-- Start GIVEN RECORDS --

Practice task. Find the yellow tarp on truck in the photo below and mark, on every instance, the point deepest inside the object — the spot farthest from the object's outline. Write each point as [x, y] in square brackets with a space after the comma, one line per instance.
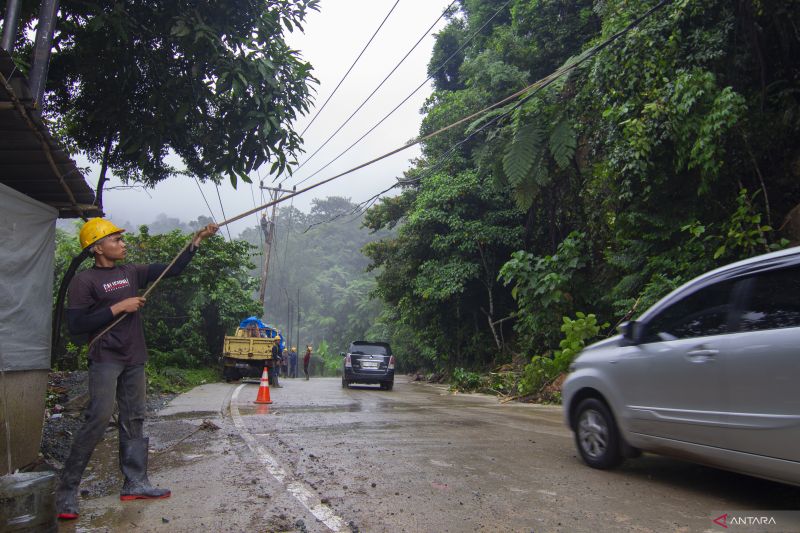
[246, 353]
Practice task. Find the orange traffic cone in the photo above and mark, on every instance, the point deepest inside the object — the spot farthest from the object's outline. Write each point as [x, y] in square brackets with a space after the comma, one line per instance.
[263, 389]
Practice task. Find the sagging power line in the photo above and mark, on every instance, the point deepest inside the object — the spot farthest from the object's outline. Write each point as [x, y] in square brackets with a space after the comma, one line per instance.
[572, 65]
[374, 91]
[398, 106]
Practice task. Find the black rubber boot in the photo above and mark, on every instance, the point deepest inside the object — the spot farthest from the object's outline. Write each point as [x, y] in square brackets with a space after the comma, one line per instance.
[67, 490]
[133, 463]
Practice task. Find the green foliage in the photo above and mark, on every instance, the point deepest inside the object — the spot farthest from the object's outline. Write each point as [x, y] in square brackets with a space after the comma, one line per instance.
[543, 287]
[466, 381]
[604, 190]
[213, 82]
[185, 317]
[319, 254]
[542, 370]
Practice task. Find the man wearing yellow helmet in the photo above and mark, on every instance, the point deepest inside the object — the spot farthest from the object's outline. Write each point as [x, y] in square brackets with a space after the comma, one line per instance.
[97, 296]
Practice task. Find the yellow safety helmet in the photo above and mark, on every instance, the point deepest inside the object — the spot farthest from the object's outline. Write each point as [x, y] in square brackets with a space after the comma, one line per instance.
[95, 229]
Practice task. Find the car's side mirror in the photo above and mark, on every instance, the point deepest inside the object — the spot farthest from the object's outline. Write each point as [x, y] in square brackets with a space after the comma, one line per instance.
[631, 332]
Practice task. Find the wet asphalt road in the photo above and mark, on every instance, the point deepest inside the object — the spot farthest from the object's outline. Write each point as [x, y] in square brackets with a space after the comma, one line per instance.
[416, 459]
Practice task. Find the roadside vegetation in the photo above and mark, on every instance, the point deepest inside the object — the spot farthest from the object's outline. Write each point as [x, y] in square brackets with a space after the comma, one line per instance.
[539, 228]
[533, 231]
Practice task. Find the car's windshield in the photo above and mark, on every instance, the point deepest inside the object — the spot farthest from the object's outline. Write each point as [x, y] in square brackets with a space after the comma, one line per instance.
[362, 349]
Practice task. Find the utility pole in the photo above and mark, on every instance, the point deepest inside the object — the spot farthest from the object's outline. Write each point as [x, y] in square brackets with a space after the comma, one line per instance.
[268, 228]
[298, 318]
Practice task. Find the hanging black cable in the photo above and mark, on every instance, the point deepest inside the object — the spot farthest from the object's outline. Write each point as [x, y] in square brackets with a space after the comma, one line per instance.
[58, 312]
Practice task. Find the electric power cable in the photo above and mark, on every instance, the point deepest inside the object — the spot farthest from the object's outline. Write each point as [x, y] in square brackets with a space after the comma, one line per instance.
[216, 185]
[350, 69]
[390, 113]
[369, 97]
[560, 72]
[210, 211]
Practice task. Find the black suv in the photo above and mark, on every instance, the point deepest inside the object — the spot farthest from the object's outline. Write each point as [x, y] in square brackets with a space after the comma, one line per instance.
[368, 362]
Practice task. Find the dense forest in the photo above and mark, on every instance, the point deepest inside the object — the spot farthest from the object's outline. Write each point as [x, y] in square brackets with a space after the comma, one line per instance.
[664, 152]
[649, 142]
[315, 253]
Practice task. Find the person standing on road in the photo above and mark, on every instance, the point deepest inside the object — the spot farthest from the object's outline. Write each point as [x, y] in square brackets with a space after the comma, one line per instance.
[274, 368]
[307, 360]
[97, 297]
[293, 362]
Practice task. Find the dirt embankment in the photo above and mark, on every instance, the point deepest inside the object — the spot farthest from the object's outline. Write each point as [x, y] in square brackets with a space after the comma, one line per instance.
[67, 396]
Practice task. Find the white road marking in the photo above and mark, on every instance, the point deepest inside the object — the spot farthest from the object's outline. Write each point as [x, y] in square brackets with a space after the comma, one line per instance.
[298, 489]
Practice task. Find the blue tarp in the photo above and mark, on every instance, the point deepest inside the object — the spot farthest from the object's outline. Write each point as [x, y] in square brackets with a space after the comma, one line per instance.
[270, 331]
[252, 320]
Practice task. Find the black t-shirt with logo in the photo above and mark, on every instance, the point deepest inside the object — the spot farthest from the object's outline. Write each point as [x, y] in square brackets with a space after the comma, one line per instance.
[93, 292]
[99, 288]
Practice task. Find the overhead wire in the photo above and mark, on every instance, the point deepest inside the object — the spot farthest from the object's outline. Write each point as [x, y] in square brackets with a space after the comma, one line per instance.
[534, 89]
[559, 72]
[369, 97]
[420, 86]
[216, 185]
[350, 69]
[211, 211]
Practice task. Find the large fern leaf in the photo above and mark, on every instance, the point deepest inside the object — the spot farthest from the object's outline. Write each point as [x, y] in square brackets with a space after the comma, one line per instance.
[563, 143]
[525, 194]
[521, 153]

-- End GIVEN RECORDS --

-- WHAT YOU NEED TO DO --
Reproduce only the lines running from the one with "Practice task. Find the overhead" through the final line of the listing above, both ends included.

-- TASK RESPONSE --
Practice task. Find the overhead wire in the photo above and mark, on every instance, the point deepest inside the object — the spot farthest from the object's outline. Write each point as [x, y] in square brackets with a space after the comma, one line per instance.
[534, 89]
[559, 72]
[369, 97]
[420, 86]
[216, 185]
[350, 69]
[211, 211]
Practice task. Find the large fern leaf in the photo above and mark, on every instance, the point deepest inside the object — the spot farthest from the object's outline. Write each point as [x, y] in square brackets with a space after the comma, one line per instance.
[563, 143]
[525, 194]
[521, 153]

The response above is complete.